I view agency as integration of / balancing act between two ‘forces’. The first, which I’ll call ‘self’, is outward-flowing, preferences, morality, and particularism. The second, which I’ll call ‘no-self’, is inward-flowing, observations, system dynamics, and universalism. The labels come from meditative practices, and hopefully won’t cause too much of a namespace collision, but seem like the best labels of the thing to me at the moment.

The extremes, of course, are deficient. The person who is totally given over to their preferences hallucinates everything is already how they want it to be, and accomplishes nothing; the person who is totally given over to observing the unfolding of the universe also accomplishes nothing. Accomplishing something relies on observing how things are and what changes will make things different, and having a ‘something different’ to change towards.

The balancing act is complicated by the fact that the two have different types. It isn’t a battle between ‘good’ and ‘evil’, but instead a battle between ‘morality’ (a sense that it is better for things to go one way than another) and ‘amorality’ (a sense that there is one way that things will go, and ‘better’ has nothing to do with it). The fundamental element of nihil supernum, I think, is the visceral sense of the universe as no-self instead of self (in the sense of a loving God, or historical materialism, or so on); this is described in Beyond the Reach of God.

Well, not a ‘battle’. Those generally involve things of the same type; one army against another, one contestant against another, and generally they have a sole winner. This is closer to ‘design specifications’ meeting ‘engineering constraints’, where success looks like both being satisfied. One of the interesting features about balancing is that you can remain balanced while making both sides heavier; deepening in self often requires deepening in no-self, and vice versa. (Gaining a better model of the world / being more open to feedback from the world, or ‘deepening in no-self’, can cause one to be more effective at reaching one’s goals. Gaining a better model of what one wants and accumulating more resources, or ‘deepening in self’, can cause one to be more effective at learning about the world, or the right parts of it.)

Written instruction 1. List the traits the passage on agency gives to the force it calls "self."
Written instruction 2. Carry on the passage on agency from the point where it stops.

Data provided.
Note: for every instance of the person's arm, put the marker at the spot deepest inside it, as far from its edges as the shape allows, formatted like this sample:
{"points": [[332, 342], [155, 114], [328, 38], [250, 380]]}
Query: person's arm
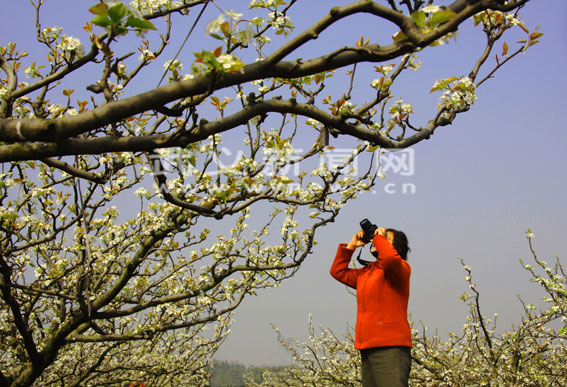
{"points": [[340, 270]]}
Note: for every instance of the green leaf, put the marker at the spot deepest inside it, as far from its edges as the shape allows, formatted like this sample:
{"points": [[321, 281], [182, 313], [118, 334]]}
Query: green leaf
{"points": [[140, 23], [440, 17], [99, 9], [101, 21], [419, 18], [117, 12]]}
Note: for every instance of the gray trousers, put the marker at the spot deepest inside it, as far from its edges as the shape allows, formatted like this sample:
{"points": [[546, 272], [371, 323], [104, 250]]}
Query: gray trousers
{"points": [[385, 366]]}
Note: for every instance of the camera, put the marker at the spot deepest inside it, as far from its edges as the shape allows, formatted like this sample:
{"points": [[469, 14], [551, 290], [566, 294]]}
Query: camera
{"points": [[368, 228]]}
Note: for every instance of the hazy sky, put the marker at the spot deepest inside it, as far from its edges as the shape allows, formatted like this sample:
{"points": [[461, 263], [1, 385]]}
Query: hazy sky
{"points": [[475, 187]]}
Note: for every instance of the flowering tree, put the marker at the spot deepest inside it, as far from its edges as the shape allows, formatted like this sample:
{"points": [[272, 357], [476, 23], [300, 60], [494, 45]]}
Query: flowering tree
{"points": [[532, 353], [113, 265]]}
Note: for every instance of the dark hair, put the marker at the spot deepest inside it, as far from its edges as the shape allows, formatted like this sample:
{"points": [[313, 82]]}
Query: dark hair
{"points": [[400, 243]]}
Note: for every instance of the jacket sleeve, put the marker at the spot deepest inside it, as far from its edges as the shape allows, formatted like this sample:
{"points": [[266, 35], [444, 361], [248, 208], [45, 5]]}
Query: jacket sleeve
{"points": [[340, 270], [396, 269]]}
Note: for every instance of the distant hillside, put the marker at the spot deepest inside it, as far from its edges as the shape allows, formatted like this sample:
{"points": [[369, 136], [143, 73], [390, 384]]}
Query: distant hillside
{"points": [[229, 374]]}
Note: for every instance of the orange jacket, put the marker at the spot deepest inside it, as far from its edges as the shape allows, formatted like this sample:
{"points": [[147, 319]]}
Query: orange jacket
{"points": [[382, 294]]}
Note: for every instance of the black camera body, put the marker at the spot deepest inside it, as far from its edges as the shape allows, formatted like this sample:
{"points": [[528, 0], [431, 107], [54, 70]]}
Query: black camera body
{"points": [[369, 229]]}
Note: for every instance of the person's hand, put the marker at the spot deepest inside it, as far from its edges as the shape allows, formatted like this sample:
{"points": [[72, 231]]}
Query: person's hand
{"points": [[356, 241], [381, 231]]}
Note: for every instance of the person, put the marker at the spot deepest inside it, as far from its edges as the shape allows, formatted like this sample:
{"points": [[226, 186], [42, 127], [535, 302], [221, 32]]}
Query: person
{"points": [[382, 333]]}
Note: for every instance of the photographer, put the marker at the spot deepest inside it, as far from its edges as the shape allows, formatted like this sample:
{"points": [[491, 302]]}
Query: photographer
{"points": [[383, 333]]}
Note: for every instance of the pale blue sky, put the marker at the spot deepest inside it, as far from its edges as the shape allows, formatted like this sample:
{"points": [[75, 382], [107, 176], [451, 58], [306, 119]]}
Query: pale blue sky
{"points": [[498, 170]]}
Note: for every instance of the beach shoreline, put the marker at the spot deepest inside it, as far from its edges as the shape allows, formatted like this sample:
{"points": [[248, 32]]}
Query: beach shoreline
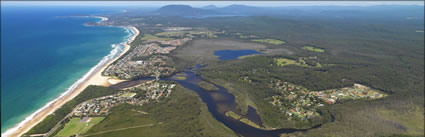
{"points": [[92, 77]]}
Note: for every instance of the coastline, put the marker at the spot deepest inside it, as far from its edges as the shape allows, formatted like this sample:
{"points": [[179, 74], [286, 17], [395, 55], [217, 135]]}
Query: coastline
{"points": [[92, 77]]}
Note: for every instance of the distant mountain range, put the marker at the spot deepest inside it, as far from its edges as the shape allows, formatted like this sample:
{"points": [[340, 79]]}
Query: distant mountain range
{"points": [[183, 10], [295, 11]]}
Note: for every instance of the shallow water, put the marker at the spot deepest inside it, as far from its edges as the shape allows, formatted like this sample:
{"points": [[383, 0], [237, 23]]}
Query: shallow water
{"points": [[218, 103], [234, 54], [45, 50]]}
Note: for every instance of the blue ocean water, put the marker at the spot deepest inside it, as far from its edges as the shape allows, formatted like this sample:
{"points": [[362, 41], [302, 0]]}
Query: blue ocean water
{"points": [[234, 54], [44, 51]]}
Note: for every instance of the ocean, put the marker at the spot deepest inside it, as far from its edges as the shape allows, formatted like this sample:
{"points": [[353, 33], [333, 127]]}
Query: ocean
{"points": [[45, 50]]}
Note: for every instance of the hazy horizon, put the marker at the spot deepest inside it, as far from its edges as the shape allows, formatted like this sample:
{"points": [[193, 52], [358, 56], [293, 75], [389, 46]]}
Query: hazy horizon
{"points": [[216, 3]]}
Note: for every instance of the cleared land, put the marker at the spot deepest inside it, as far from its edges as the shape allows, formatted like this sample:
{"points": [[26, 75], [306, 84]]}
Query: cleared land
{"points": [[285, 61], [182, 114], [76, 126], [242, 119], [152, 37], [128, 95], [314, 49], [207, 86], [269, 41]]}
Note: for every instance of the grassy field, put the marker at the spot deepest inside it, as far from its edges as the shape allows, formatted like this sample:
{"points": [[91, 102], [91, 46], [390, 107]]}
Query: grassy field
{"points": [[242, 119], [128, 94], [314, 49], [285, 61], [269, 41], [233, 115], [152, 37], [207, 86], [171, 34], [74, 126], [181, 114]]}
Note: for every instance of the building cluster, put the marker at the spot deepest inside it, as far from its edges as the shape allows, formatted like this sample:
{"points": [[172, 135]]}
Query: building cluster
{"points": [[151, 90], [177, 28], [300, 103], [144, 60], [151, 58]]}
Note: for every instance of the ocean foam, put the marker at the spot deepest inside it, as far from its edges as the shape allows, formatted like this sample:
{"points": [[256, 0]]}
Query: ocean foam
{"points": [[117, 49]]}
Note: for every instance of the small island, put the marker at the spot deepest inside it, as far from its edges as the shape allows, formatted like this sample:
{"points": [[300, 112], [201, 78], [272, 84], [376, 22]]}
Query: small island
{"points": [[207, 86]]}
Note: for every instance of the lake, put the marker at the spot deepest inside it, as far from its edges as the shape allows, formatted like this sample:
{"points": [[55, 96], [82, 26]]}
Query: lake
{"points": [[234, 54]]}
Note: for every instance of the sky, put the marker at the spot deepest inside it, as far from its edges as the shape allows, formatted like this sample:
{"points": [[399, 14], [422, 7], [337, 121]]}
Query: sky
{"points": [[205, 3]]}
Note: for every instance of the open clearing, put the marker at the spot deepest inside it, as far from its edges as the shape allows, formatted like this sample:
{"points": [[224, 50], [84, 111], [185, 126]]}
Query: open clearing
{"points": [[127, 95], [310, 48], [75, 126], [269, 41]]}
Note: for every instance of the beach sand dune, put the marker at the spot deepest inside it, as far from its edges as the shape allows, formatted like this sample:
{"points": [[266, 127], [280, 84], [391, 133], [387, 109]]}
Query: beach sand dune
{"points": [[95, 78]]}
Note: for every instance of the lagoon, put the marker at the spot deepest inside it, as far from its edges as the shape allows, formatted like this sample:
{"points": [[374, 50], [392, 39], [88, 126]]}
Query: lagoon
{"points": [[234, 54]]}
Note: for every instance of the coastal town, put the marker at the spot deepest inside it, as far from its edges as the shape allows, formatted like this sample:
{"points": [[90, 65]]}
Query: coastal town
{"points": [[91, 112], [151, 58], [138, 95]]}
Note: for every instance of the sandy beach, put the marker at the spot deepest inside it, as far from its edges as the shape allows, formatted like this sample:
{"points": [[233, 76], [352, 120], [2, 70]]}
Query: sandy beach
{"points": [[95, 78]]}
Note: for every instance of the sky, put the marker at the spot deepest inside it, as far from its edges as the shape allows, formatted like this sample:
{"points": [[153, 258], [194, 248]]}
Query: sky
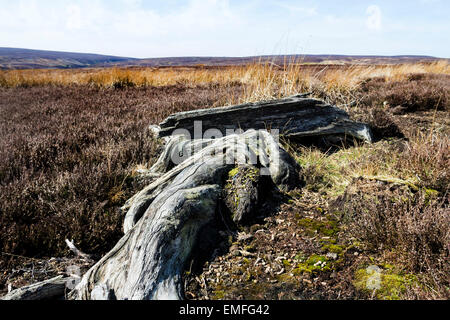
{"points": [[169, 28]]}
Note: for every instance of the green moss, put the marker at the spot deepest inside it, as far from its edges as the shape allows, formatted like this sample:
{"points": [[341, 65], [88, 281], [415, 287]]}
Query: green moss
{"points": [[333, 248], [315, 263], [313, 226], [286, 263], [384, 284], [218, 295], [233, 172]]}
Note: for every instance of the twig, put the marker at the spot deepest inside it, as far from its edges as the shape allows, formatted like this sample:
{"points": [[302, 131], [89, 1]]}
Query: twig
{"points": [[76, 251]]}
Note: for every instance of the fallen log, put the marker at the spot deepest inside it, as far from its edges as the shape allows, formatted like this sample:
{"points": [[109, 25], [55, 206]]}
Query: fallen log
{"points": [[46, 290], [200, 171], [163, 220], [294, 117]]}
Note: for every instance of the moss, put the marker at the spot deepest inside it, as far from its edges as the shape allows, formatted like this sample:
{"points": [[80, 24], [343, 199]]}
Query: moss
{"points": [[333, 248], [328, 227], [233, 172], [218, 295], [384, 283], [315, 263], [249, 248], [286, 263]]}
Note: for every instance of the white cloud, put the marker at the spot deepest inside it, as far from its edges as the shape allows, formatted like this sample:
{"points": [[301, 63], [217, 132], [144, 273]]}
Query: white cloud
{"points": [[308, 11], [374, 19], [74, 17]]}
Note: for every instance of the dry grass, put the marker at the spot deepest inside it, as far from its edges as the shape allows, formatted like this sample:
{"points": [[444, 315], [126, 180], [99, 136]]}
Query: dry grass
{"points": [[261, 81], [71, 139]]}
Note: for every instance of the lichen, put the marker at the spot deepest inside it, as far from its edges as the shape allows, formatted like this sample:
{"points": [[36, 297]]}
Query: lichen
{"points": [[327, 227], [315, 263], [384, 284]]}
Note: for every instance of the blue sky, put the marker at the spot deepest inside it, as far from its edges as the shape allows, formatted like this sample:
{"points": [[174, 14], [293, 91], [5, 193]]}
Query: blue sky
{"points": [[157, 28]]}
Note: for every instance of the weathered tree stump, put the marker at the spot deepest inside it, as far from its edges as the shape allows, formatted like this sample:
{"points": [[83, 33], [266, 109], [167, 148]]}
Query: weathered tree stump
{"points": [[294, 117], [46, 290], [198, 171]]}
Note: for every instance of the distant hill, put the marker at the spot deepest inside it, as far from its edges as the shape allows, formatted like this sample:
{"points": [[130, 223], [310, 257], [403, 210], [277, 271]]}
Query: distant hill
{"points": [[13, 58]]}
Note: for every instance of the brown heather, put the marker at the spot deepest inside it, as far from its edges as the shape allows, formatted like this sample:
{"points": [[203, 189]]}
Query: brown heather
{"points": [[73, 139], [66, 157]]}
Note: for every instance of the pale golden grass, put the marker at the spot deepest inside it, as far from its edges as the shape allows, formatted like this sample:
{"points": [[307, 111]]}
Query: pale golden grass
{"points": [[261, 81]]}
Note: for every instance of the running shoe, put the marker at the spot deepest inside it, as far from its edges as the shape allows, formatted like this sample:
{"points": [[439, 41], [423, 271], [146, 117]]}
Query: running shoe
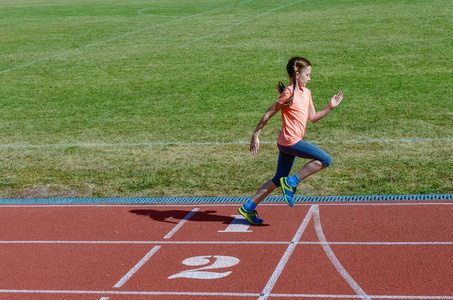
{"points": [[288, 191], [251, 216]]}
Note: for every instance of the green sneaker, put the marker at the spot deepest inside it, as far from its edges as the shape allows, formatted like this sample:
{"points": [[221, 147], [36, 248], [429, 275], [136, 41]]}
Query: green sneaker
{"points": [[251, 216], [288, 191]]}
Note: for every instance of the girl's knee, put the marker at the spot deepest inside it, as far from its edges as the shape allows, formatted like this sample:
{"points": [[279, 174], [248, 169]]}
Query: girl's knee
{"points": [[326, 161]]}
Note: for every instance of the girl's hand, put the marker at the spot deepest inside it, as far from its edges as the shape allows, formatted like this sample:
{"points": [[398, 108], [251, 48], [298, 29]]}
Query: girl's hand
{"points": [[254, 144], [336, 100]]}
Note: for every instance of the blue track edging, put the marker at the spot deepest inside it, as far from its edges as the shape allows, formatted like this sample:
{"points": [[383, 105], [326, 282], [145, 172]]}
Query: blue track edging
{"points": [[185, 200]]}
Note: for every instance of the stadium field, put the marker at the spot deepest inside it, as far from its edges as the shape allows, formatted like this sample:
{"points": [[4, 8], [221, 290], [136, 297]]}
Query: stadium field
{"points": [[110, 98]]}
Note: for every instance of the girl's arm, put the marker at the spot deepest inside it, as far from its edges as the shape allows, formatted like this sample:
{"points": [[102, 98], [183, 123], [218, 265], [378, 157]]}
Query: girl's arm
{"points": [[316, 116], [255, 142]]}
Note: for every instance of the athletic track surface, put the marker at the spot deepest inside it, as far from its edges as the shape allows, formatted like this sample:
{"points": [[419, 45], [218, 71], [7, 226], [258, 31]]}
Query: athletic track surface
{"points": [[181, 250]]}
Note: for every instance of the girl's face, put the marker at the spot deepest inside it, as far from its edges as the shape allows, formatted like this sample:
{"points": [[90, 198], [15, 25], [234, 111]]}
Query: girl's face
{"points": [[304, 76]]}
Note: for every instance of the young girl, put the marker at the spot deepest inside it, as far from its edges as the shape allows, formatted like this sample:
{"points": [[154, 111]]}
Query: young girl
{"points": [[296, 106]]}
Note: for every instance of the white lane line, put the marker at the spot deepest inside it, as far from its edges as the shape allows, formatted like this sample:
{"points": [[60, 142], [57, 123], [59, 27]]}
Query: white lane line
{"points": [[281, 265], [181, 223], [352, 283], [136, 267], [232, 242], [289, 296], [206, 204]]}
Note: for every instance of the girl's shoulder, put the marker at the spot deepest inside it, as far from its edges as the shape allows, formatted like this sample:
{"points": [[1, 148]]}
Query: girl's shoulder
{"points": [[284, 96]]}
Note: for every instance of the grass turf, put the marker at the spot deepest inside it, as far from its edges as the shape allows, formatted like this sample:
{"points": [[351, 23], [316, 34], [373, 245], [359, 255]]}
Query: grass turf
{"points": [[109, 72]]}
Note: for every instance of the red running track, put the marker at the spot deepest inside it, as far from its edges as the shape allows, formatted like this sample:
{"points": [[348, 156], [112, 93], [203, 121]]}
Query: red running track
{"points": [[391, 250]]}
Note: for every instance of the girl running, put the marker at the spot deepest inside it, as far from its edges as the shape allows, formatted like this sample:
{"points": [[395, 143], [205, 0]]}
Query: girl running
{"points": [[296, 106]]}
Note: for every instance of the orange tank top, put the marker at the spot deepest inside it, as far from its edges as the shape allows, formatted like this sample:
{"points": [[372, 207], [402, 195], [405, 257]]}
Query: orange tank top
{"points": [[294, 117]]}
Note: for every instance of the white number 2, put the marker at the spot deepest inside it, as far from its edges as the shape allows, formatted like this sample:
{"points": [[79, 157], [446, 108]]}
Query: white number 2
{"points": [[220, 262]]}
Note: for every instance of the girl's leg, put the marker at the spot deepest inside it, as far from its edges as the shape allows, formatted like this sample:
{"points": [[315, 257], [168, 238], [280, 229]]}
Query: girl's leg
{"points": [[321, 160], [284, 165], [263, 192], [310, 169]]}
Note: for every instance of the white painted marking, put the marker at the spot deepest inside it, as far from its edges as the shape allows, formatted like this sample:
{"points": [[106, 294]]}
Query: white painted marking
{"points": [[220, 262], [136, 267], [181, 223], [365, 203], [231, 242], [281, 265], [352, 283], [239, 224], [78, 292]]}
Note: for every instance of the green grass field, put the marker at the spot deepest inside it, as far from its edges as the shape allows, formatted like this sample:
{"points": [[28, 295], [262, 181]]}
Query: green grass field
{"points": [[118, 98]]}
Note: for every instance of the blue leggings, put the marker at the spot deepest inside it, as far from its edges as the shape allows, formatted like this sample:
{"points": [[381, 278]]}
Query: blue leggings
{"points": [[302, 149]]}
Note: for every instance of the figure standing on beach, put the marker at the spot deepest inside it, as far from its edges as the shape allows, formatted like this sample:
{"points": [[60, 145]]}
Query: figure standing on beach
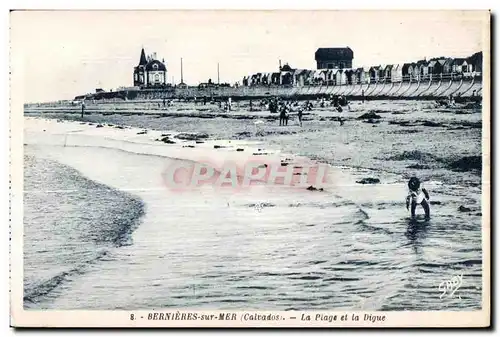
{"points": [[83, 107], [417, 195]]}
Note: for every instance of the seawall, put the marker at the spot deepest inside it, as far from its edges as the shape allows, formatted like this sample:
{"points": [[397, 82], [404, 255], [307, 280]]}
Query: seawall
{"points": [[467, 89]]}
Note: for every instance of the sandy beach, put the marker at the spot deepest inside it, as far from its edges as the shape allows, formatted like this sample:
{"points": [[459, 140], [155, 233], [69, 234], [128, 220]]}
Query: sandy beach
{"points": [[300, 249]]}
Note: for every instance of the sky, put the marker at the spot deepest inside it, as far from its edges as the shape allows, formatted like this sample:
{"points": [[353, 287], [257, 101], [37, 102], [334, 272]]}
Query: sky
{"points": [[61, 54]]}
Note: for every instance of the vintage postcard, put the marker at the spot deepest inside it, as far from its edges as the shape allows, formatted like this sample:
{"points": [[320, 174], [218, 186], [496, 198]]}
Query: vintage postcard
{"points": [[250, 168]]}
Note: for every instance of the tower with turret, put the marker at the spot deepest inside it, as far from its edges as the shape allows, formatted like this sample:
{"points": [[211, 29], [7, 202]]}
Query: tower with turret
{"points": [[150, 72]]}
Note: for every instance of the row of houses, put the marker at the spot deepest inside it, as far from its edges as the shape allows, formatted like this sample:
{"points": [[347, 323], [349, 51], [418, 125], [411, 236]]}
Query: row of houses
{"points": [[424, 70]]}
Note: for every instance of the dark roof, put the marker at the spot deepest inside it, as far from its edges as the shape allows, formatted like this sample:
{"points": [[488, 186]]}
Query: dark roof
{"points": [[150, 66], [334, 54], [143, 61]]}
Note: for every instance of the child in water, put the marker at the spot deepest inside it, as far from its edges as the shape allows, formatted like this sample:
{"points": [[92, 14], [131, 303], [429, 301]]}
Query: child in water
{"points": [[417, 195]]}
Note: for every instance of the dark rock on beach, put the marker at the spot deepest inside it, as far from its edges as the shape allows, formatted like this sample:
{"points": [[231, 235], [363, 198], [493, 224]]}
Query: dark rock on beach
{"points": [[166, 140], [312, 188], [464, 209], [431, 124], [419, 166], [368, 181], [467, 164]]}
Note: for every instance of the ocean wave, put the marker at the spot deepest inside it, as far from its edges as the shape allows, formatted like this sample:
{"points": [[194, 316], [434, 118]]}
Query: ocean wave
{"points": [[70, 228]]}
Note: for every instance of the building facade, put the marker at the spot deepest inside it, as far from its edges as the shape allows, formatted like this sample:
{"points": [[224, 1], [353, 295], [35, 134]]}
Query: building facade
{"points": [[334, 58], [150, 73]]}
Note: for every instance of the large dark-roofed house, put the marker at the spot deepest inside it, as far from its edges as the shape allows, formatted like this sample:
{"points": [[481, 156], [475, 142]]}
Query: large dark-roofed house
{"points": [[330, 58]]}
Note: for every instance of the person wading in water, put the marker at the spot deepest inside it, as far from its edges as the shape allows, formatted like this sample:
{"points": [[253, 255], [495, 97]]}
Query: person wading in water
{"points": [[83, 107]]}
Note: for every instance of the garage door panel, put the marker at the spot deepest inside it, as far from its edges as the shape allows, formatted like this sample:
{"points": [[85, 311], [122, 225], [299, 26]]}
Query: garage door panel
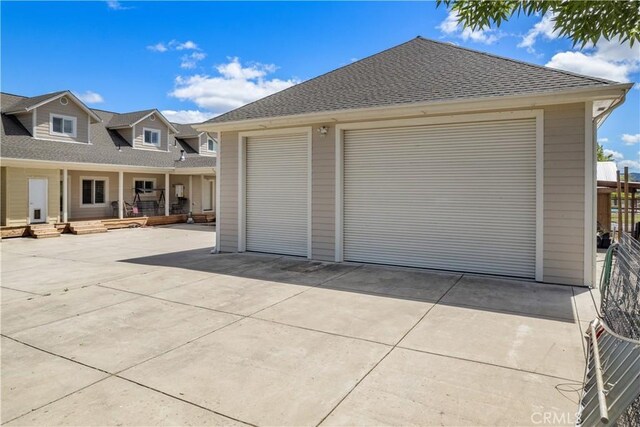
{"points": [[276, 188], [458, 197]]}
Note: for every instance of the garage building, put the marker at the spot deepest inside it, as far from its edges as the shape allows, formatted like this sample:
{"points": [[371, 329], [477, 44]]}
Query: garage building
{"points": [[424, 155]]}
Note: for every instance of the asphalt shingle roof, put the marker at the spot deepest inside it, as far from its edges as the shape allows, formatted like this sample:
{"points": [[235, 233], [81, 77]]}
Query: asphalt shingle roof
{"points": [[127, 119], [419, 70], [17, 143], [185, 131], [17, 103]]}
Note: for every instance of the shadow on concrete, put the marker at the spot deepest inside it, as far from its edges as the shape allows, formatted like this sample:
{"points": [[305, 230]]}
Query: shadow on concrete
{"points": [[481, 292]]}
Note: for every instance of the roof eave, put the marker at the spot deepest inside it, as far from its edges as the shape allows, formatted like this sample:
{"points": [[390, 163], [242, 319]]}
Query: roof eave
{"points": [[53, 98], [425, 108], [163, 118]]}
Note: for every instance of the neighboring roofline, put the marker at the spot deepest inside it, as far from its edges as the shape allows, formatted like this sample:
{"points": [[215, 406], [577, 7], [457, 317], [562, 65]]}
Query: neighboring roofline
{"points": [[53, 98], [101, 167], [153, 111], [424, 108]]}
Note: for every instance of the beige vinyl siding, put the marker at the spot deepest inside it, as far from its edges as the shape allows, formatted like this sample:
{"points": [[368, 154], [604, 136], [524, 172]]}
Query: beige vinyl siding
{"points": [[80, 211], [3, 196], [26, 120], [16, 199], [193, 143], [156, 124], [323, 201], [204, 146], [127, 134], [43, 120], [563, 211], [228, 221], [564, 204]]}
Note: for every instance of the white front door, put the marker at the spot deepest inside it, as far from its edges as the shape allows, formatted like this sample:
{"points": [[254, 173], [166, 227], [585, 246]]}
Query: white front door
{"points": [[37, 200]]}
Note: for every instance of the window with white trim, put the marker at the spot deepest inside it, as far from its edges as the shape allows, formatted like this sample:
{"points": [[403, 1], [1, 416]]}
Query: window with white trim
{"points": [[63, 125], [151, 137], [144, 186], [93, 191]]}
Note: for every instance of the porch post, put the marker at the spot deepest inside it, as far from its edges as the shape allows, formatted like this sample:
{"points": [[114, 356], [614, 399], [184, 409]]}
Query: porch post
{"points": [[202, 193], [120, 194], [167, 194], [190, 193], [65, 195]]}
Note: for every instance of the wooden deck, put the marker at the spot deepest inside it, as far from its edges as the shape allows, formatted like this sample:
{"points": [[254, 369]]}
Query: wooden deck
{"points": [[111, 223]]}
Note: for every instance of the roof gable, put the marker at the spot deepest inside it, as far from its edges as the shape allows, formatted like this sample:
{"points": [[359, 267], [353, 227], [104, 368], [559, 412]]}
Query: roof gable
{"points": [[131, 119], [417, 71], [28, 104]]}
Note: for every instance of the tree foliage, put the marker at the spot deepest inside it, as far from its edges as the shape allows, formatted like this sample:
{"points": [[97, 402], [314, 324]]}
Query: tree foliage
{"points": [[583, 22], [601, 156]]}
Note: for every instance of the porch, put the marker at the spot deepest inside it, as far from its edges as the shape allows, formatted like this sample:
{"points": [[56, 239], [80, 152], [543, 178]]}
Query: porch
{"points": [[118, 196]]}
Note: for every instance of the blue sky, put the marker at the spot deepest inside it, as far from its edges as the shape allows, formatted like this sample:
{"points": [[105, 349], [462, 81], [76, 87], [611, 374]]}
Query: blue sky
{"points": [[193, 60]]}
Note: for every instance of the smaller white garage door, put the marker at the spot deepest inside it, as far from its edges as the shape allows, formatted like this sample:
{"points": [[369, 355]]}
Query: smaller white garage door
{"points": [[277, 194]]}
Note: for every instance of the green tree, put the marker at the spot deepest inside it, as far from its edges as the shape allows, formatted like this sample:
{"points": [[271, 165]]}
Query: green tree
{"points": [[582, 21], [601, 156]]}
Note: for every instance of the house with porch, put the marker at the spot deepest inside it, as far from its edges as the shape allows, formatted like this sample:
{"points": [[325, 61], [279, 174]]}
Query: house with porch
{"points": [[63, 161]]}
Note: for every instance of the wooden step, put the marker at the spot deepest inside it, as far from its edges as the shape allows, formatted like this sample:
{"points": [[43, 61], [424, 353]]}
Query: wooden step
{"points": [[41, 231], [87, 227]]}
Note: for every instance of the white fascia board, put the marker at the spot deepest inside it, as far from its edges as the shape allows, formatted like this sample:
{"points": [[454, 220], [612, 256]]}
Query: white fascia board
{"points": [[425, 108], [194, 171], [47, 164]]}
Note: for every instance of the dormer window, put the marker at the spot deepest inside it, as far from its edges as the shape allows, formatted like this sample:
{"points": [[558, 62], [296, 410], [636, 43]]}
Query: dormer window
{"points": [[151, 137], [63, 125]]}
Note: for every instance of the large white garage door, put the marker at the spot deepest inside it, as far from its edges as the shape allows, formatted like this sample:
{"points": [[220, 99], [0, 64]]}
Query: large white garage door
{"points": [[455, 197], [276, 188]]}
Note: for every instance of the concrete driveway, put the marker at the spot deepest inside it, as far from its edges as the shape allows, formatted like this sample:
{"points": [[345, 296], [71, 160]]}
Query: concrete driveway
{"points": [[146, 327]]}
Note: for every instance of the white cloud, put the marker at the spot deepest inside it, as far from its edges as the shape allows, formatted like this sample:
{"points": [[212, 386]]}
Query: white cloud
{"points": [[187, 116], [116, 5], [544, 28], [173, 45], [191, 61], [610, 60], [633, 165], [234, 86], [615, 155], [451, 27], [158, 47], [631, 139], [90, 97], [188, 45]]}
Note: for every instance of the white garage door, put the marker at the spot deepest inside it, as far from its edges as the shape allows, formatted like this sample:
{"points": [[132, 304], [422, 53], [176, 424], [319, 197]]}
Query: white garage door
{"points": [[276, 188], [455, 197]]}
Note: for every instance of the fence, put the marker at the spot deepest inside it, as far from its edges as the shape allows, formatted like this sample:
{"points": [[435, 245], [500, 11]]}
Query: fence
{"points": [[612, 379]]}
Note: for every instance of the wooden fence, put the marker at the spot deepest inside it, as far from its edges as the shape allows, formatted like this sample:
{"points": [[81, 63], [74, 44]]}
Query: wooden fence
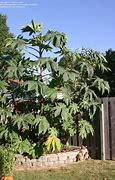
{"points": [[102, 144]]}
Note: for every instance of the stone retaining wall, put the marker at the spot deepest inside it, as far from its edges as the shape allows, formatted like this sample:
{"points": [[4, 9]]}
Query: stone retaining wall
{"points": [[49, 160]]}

Right answer 1.
- outward-flowing
- preferences
- morality
- particularism

Right answer 2.
“Wait,” you might say, “why not just say agency is about the interaction between design specifications and engineering constraints? Why have this mystical ‘self’ and ‘no-self’ bullshit?”. I think what I actually want to do with them is point to the psychological stances associated with the concepts, as distinct from the concepts; what they feel like from inside instead of what they look like from the outside. Being able to track your stance towards your intentionality / preferences / morality / etc., and being able to track your stance towards your updating / observing / learning / etc., sometimes helps you identify when you’re ‘in the wrong mode’ or not balancing correctly or are hung up on something. ‘Deepening in no-self’ is the equivalent of, say, ‘getting better at reading,’ where you’re now better able to take in the world as it actually is, and the label is the suggestive reminder that often this is done by ‘getting your self out of the way.’ Normally, meditative traditions focus solely on deepening no-self, since for humans in general self is a robust and persistent thing; but sometimes you need to reverse that advice too. Advice to ‘clean your room’ is an example of ‘deepening in self’, where you practice having preferences about the universe and reshaping reality accordingly.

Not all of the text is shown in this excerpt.